■ TASK STATEMENT
Keep to the lines from the one with "Vision module – locates any ice skate" through the end of the data, and write them out exactly.
╭─ PROVIDED RECORDS
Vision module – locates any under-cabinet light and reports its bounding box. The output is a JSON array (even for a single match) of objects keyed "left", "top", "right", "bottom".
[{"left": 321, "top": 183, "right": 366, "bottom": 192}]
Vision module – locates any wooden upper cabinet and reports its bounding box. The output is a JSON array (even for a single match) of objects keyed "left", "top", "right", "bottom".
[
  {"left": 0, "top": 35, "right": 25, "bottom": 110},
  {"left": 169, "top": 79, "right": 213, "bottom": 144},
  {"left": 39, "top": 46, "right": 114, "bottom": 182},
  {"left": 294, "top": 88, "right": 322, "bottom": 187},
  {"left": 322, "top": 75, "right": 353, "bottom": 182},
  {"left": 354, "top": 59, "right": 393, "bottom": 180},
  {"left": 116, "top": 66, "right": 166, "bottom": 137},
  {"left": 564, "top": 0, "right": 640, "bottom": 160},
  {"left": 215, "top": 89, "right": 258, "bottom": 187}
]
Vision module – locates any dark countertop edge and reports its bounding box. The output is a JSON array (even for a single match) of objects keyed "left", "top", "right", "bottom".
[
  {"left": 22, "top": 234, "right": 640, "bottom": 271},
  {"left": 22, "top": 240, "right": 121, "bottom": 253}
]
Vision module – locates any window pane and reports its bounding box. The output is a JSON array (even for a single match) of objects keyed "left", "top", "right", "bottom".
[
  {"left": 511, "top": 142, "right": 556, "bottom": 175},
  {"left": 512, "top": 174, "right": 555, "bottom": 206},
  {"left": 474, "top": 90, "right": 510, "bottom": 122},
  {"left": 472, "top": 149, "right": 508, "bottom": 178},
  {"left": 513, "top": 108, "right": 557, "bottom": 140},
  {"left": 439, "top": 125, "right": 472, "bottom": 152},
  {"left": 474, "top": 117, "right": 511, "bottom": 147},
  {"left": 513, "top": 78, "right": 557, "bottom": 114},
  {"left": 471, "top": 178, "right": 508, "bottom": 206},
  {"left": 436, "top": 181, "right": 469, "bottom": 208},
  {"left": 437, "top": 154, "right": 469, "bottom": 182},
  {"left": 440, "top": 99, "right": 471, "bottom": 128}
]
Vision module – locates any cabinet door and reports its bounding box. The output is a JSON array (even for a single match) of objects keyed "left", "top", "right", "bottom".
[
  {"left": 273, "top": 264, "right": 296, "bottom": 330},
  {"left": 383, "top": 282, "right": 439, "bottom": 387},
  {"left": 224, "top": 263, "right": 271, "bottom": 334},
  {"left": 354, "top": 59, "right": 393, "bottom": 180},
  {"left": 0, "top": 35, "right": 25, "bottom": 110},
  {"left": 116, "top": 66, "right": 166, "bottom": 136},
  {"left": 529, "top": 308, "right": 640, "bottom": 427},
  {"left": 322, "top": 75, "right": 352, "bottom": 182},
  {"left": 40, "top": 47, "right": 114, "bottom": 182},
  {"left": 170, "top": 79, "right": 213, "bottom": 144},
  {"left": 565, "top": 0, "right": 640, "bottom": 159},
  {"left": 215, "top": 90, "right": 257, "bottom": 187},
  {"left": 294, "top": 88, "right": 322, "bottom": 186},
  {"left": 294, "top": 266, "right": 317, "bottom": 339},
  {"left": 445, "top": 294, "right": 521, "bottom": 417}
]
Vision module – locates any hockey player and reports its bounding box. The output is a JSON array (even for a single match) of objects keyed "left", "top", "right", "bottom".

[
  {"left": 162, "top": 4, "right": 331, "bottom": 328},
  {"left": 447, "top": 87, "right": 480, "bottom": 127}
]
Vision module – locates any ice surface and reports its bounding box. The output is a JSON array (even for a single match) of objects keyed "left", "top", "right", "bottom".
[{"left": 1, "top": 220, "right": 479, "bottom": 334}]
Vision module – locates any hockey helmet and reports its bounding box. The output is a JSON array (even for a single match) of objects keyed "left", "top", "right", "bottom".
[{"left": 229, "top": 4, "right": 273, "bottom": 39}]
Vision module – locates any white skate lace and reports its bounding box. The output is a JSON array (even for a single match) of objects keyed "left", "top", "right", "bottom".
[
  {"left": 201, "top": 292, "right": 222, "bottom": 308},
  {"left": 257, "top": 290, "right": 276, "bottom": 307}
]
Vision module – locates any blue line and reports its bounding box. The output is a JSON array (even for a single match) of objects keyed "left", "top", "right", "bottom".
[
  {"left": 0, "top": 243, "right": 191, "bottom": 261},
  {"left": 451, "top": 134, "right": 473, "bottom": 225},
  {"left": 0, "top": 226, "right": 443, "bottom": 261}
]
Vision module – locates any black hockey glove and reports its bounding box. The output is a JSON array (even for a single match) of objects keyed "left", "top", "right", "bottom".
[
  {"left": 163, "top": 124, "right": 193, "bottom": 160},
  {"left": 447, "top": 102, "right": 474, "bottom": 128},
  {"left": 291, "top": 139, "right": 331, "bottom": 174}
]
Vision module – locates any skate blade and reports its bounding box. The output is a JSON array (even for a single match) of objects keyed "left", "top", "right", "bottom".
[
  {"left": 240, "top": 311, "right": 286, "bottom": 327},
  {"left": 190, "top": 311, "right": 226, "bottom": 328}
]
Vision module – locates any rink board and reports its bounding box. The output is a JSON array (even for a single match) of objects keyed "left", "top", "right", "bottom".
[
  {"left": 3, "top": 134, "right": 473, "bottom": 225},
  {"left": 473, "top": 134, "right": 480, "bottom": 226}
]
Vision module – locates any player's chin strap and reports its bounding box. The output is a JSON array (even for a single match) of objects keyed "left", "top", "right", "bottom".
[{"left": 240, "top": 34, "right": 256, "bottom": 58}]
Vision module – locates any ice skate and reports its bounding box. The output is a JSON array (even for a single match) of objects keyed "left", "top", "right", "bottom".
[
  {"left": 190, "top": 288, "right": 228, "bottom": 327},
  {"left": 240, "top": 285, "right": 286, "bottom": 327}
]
╰─
■ SOLUTION FOR THIS TASK
Vision module – locates any ice skate and reports its bounding box. The output is a JSON array (even for a single match) of objects keyed "left", "top", "right", "bottom".
[
  {"left": 190, "top": 288, "right": 228, "bottom": 327},
  {"left": 240, "top": 285, "right": 286, "bottom": 327}
]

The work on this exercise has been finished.